__Task details__
Please count the lines of the records that contain the string "woman", matching case exactly, and give only that number.

:: Available records

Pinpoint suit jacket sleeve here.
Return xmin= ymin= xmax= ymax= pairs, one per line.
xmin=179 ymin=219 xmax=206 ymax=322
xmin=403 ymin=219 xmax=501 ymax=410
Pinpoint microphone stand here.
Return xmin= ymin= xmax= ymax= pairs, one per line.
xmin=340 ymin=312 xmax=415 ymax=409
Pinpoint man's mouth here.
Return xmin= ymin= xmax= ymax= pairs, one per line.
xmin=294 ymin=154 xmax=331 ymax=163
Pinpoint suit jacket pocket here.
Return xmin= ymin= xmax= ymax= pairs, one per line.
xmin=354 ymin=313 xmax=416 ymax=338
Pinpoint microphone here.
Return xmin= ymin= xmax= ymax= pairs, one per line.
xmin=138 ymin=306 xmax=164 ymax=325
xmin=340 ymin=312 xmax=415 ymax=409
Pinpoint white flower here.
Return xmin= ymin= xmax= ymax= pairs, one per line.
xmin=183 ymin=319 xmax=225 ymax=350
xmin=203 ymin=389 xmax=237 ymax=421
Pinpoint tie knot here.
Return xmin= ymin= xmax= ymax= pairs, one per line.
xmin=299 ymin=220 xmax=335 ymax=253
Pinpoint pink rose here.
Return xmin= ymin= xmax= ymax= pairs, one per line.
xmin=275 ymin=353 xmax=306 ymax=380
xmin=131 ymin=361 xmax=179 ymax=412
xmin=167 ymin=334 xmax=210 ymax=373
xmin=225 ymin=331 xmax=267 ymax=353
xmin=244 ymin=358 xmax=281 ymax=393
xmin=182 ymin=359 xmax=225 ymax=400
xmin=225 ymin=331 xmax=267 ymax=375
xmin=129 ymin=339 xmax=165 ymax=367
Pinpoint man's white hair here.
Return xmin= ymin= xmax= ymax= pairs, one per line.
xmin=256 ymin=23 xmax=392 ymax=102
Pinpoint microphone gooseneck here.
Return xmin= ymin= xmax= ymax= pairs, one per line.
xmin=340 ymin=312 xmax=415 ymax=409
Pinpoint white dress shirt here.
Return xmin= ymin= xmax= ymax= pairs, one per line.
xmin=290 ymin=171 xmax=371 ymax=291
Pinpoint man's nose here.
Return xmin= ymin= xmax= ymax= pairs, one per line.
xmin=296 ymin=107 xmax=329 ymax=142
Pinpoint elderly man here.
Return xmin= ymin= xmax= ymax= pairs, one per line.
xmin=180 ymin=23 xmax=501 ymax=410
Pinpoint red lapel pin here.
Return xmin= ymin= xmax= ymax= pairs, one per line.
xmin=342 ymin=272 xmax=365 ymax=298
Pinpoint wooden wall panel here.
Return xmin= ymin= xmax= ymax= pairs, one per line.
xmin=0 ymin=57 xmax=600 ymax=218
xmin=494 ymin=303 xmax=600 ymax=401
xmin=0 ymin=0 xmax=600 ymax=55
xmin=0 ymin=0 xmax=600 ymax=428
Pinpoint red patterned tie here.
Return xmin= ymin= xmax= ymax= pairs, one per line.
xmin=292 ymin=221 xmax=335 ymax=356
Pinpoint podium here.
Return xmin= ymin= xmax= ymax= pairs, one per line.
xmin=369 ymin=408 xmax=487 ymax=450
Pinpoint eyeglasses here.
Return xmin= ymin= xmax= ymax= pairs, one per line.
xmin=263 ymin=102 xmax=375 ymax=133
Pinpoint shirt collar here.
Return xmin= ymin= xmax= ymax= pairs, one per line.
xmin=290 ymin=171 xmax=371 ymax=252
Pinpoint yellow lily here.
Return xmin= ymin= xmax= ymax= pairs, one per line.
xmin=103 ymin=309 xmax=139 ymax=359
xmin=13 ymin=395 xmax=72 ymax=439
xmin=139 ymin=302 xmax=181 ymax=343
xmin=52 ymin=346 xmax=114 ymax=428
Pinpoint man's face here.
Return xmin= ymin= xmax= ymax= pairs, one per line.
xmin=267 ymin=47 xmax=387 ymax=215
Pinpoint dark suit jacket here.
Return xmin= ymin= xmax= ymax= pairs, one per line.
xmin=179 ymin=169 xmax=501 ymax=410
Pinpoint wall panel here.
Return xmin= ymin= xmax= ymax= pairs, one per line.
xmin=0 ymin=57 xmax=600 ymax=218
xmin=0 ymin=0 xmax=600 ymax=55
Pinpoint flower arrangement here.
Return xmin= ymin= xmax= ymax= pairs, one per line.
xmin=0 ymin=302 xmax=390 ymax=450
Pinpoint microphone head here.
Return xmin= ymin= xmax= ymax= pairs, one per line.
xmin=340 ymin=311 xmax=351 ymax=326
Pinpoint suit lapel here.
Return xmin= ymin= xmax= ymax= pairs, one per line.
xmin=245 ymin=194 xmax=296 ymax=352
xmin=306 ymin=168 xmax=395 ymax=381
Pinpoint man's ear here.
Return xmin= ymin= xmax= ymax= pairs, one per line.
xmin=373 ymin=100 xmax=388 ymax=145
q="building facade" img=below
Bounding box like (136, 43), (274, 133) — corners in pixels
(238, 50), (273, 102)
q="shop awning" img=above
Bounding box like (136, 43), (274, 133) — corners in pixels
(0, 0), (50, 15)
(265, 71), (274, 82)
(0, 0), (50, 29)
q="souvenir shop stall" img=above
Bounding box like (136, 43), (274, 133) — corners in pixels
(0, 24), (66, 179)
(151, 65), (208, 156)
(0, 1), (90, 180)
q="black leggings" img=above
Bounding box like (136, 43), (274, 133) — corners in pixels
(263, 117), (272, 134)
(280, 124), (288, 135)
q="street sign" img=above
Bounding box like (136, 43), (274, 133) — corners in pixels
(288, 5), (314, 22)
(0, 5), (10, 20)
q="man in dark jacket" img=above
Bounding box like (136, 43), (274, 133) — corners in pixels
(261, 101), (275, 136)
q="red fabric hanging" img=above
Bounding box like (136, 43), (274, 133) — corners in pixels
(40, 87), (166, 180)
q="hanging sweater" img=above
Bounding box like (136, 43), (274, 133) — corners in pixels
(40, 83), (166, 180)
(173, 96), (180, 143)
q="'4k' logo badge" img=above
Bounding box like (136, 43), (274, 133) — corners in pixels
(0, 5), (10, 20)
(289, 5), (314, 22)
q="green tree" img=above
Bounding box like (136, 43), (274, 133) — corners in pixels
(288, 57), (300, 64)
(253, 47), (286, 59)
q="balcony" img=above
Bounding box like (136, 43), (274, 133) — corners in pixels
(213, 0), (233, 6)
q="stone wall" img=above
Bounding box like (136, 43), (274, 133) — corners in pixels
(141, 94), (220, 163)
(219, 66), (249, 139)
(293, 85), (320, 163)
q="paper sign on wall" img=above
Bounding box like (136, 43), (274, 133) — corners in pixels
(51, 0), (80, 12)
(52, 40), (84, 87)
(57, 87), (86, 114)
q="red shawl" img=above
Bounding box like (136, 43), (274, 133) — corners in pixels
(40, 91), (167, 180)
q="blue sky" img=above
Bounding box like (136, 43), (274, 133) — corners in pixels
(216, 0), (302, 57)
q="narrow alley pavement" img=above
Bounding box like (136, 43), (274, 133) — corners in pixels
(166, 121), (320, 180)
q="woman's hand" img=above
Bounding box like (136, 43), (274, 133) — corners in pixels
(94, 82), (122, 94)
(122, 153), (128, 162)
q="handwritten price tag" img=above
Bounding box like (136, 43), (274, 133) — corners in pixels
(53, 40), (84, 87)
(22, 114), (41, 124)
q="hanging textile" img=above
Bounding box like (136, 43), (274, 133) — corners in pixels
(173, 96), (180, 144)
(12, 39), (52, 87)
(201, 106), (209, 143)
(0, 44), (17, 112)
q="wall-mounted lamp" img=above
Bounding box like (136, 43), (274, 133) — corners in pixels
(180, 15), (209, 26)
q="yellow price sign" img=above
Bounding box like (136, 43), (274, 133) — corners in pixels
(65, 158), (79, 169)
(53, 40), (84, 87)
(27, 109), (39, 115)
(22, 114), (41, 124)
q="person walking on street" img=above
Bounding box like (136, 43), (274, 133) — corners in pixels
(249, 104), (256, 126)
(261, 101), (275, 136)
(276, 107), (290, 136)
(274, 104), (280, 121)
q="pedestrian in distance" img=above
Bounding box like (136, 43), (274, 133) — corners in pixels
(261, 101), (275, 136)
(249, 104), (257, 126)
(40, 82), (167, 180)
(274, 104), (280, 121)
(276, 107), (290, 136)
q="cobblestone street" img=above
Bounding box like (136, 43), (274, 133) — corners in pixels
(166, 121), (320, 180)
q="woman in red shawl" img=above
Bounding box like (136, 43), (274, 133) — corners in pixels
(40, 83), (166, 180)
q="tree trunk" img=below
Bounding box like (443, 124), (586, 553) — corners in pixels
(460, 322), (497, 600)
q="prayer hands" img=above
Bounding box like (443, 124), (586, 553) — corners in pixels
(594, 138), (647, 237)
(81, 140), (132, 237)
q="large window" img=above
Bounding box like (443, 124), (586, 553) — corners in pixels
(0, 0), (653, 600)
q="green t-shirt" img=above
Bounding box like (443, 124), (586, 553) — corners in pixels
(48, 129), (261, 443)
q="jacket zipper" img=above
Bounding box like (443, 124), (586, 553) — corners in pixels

::::

__Answer for this exercise__
2